== TEXT PASSAGE ==

|
|
|
|
|
by gitaarik
382 days ago
|
|
I think it's not just token support, it's also having a understanding of certain concepts that allows you to arrive at new points like C, D, E, etc. But LLM's don't have an understanding of things, they are statistical models that predict what statistically is most likely following the input that you give it. But that that will always be based on already existing data that is fed into the model. It can produce "new" stuff only by combining the "old" stuff in new ways, but it can't "think" of something entirety conceptionally new, because it doesn't really "think". |
|
Hierarchical optimization (fast global + slow local) is a precise, implementable notion of "thinking." Whenever I've seen this pattern implemented, humans, without being told to do so by others in some forced way, seem to converge on the use of verb think to describe the operation. I think you need to blacklist the term think and avoid using it altogether if you want to think clearly about this subject, because you are allowing confusion in your use of language to come between you and understanding the mathematical objects that are under discussion.

===
== EXTRACTED RECORDS ==

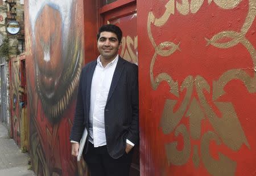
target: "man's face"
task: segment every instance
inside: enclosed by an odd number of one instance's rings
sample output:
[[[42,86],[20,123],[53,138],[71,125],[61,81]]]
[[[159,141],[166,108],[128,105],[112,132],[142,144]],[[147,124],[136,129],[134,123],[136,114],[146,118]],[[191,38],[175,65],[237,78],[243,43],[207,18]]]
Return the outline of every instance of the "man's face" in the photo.
[[[115,33],[105,31],[100,34],[97,46],[102,59],[112,60],[117,55],[120,45]]]

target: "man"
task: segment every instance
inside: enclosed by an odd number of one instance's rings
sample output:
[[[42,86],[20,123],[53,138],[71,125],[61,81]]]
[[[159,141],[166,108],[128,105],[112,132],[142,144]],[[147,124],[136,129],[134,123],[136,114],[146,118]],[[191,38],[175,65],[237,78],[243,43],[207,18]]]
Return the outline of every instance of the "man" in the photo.
[[[100,55],[82,69],[70,140],[77,156],[85,127],[83,156],[92,176],[129,175],[139,139],[138,66],[118,54],[122,31],[112,24],[97,35]]]

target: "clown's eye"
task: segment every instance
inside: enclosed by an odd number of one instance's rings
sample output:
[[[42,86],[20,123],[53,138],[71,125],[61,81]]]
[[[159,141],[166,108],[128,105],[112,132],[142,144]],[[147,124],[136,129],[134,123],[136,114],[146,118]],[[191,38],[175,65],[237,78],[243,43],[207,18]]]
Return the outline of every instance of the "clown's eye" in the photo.
[[[212,45],[218,48],[229,48],[237,45],[241,38],[241,35],[234,31],[221,32],[210,39],[205,38],[207,46]]]
[[[155,49],[156,52],[160,55],[167,57],[174,53],[176,50],[180,51],[179,46],[180,42],[177,45],[171,41],[164,41],[160,43]]]

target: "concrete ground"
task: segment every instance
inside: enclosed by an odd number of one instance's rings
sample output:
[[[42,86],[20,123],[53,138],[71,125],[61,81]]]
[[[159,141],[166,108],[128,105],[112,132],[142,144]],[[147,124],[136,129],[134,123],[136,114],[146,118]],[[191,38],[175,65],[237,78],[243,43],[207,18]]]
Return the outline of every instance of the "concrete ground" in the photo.
[[[28,157],[9,138],[6,126],[0,122],[0,176],[35,175],[29,169]]]

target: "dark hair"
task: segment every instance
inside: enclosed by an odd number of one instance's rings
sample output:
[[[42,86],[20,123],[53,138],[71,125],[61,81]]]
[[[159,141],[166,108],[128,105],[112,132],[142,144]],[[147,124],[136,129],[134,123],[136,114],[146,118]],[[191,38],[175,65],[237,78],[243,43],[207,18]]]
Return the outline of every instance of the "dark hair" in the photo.
[[[122,36],[123,33],[122,30],[119,28],[119,27],[114,24],[106,24],[104,25],[98,29],[98,34],[97,35],[97,41],[98,40],[101,33],[102,32],[111,32],[115,33],[117,36],[117,39],[118,40],[118,42],[122,41]]]

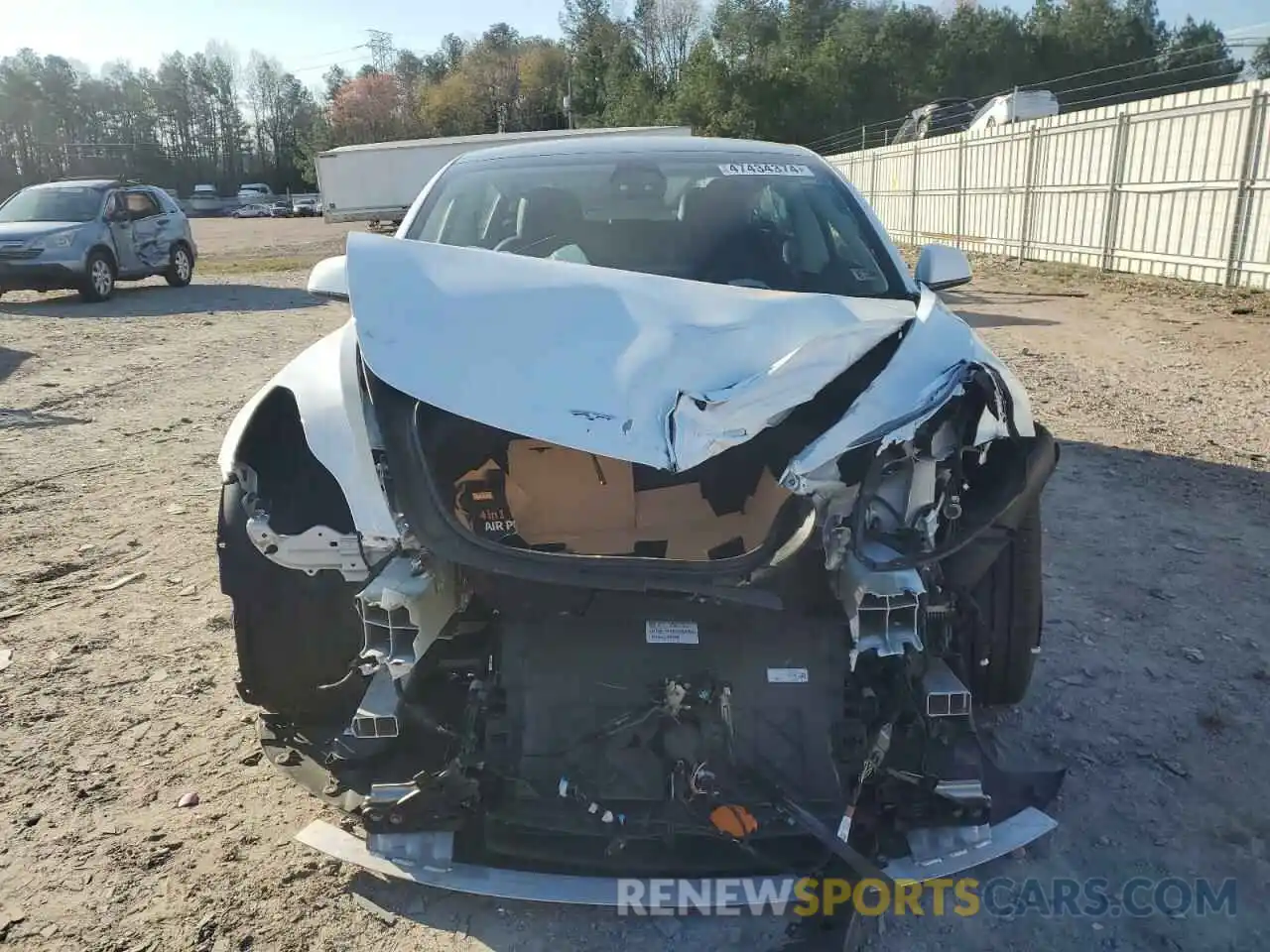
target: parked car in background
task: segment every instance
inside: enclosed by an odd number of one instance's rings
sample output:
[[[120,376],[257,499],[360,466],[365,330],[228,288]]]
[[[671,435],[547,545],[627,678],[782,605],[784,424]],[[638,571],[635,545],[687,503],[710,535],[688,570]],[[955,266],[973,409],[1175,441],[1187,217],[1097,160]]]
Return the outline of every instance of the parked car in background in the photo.
[[[221,215],[225,211],[225,202],[216,189],[216,185],[194,185],[189,195],[189,211],[194,215]]]
[[[244,203],[273,201],[273,188],[263,182],[249,182],[239,185],[237,199]]]
[[[947,136],[952,132],[965,132],[974,119],[974,102],[970,99],[936,99],[913,109],[890,141],[914,142],[922,138]]]
[[[1031,679],[1058,451],[940,301],[961,251],[909,272],[805,149],[653,136],[457,156],[398,235],[314,268],[356,320],[218,458],[239,693],[367,833],[302,842],[615,905],[1053,829],[1062,772],[994,795],[970,712]]]
[[[117,281],[156,274],[185,287],[197,256],[185,213],[152,185],[69,179],[0,204],[0,294],[75,288],[105,301]]]
[[[1020,89],[993,96],[984,103],[970,122],[969,131],[978,132],[1007,126],[1011,122],[1044,119],[1046,116],[1058,116],[1058,96],[1048,89]]]
[[[244,204],[235,208],[231,213],[235,218],[273,218],[277,217],[272,204]]]

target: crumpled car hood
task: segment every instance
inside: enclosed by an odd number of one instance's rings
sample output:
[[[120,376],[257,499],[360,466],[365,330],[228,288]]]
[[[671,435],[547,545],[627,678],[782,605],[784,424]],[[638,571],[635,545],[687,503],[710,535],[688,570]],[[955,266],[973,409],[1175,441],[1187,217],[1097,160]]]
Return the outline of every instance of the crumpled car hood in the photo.
[[[917,315],[912,301],[705,284],[349,235],[362,357],[433,406],[688,470],[753,439]]]

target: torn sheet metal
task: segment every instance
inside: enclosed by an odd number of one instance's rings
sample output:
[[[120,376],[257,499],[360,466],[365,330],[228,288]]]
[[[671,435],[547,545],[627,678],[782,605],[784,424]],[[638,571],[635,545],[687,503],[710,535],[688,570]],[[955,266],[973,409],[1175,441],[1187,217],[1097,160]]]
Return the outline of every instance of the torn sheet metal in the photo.
[[[974,364],[991,368],[1006,392],[998,393],[1001,416],[980,420],[983,442],[1007,433],[1005,416],[1024,437],[1035,435],[1031,404],[1022,385],[936,294],[922,292],[917,320],[900,341],[890,363],[827,432],[790,461],[781,484],[794,493],[813,493],[837,482],[836,463],[842,453],[876,439],[900,443],[961,392]],[[1008,399],[1008,407],[1006,406]]]
[[[490,426],[671,471],[752,439],[917,315],[911,300],[361,234],[348,237],[348,284],[362,357],[389,385]]]

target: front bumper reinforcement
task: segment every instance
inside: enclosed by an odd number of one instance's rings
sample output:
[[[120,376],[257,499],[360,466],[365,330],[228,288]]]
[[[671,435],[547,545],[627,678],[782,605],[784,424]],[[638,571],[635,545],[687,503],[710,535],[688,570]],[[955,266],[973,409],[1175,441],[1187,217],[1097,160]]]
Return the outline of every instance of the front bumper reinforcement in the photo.
[[[897,859],[883,867],[890,878],[897,881],[933,880],[954,876],[992,859],[998,859],[1020,847],[1039,839],[1058,826],[1049,815],[1026,807],[1007,820],[992,825],[991,840],[972,849],[961,849],[936,861],[918,864],[911,858]],[[403,833],[391,834],[389,858],[372,853],[367,840],[345,833],[323,820],[315,820],[296,834],[296,839],[306,847],[325,853],[334,859],[352,863],[381,876],[408,880],[422,886],[467,892],[491,899],[526,900],[532,902],[558,902],[566,905],[617,906],[621,899],[620,880],[599,876],[564,876],[559,873],[525,872],[519,869],[498,869],[488,866],[456,863],[450,859],[452,835],[448,833]],[[733,897],[735,902],[725,908],[749,908],[748,897],[789,896],[794,901],[790,876],[759,876],[740,880],[728,880],[726,890],[711,890],[718,900]],[[775,890],[775,892],[773,892]],[[660,908],[654,901],[657,891],[649,891],[643,902],[649,909]],[[676,900],[669,897],[668,909],[674,909]],[[765,900],[759,899],[759,904]],[[761,911],[762,908],[756,909]]]

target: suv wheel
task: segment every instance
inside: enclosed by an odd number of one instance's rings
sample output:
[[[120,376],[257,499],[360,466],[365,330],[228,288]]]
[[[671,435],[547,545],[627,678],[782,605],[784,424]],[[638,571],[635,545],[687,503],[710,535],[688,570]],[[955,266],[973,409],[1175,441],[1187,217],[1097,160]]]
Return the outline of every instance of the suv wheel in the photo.
[[[114,261],[104,251],[94,251],[88,256],[88,275],[80,286],[80,298],[84,301],[108,301],[114,293]]]
[[[189,249],[184,245],[175,245],[171,249],[171,264],[168,265],[168,270],[164,273],[164,278],[174,288],[185,287],[190,278],[194,277],[194,259],[189,254]]]

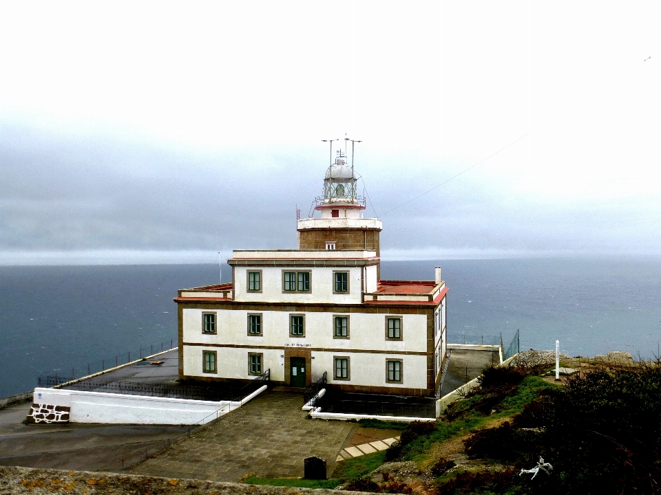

===

Copy out, word for word, the whole forum thread above about whether LLMs can think.

|
|
|
|
|
by gitaarik
382 days ago
|
|
I think it's not just token support, it's also having a understanding of certain concepts that allows you to arrive at new points like C, D, E, etc. But LLM's don't have an understanding of things, they are statistical models that predict what statistically is most likely following the input that you give it. But that that will always be based on already existing data that is fed into the model. It can produce "new" stuff only by combining the "old" stuff in new ways, but it can't "think" of something entirety conceptionally new, because it doesn't really "think". |
|
Hierarchical optimization (fast global + slow local) is a precise, implementable notion of "thinking." Whenever I've seen this pattern implemented, humans, without being told to do so by others in some forced way, seem to converge on the use of verb think to describe the operation. I think you need to blacklist the term think and avoid using it altogether if you want to think clearly about this subject, because you are allowing confusion in your use of language to come between you and understanding the mathematical objects that are under discussion.